Stored items

»»

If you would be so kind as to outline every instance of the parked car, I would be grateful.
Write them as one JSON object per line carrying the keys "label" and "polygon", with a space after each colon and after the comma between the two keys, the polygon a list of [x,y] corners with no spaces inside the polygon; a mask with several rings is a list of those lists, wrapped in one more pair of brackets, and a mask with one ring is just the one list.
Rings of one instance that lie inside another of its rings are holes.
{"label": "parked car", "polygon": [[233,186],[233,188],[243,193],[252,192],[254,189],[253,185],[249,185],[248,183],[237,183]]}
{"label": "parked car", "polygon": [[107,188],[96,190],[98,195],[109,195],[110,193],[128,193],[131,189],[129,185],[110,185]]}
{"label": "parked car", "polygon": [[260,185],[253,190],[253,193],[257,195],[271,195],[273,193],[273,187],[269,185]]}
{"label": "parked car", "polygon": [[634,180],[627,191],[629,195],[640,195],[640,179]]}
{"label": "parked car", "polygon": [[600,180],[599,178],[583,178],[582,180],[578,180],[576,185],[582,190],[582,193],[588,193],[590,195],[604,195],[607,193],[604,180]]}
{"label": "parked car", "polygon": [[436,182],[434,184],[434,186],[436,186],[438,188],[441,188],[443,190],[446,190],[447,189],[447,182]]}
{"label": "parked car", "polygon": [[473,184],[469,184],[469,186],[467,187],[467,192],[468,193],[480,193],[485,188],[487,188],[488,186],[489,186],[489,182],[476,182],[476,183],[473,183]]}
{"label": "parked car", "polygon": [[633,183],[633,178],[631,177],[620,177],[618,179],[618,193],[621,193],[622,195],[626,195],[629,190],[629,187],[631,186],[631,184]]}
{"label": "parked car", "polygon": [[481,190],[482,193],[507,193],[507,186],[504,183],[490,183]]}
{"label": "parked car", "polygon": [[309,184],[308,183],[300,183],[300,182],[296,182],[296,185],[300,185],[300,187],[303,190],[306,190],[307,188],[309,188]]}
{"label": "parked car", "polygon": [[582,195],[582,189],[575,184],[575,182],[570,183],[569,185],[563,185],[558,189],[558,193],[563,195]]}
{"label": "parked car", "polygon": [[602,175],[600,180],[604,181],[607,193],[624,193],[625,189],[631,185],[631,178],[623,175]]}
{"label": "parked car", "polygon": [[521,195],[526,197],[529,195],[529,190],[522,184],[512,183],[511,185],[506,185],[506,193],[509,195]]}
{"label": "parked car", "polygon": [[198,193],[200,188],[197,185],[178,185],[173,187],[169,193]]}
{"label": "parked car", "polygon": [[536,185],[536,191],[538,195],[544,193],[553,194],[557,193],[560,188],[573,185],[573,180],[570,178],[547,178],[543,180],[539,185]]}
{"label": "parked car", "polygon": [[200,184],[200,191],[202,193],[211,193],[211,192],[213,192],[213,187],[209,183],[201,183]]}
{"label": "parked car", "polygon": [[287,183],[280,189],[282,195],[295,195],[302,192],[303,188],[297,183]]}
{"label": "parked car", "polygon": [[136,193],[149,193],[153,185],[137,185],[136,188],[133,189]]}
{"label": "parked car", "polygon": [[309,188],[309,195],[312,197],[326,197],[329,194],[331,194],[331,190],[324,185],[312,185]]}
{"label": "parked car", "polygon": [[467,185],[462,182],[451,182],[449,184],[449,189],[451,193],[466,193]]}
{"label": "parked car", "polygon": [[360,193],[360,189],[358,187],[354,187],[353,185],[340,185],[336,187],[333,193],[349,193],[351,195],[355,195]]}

««
»»

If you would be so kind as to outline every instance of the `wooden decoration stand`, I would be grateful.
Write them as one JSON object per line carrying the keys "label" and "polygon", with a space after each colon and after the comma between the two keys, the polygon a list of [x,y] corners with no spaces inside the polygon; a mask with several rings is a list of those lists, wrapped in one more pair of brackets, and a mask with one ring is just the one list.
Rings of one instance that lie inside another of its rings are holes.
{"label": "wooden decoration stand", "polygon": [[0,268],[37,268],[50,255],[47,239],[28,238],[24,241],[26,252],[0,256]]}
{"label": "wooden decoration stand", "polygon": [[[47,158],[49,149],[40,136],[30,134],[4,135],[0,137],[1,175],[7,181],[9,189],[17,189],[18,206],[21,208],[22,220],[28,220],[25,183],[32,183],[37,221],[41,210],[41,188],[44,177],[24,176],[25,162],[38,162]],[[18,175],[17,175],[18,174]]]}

««
»»

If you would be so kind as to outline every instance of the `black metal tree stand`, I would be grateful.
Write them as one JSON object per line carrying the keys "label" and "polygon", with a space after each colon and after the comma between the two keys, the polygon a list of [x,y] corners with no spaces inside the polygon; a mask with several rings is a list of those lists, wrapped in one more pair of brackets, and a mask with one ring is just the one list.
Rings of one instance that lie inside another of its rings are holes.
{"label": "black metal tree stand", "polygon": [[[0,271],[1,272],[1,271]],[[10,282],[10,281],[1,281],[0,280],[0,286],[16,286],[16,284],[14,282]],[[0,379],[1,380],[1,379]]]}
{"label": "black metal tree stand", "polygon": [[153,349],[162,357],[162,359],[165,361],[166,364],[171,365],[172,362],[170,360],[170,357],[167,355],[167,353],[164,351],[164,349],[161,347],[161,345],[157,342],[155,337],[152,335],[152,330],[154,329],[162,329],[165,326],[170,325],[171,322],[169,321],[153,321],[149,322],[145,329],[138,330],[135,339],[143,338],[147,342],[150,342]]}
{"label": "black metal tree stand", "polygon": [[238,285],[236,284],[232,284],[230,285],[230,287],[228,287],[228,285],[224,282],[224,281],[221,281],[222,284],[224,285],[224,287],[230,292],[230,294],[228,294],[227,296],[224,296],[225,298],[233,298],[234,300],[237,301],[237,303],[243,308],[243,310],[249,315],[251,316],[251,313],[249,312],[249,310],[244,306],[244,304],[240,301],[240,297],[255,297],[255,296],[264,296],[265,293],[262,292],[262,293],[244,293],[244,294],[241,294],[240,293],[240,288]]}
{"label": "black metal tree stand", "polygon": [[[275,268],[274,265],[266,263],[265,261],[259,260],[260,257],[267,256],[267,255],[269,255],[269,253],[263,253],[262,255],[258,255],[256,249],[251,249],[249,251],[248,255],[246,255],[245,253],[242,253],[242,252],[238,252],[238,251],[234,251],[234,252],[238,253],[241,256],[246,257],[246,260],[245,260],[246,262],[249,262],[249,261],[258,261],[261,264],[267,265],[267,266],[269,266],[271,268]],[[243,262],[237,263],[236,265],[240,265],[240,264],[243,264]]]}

««

_Work task_.
If a line in the records above contains the word "every", copy it.

_Result below_.
If you would be so kind as to outline every instance of the parked car, I would be grateful.
If you would be so kind as to outline every instance of the `wooden decoration stand`, I would be grateful.
If you would be so kind as to outline every instance of the `black metal tree stand`, I would be grateful.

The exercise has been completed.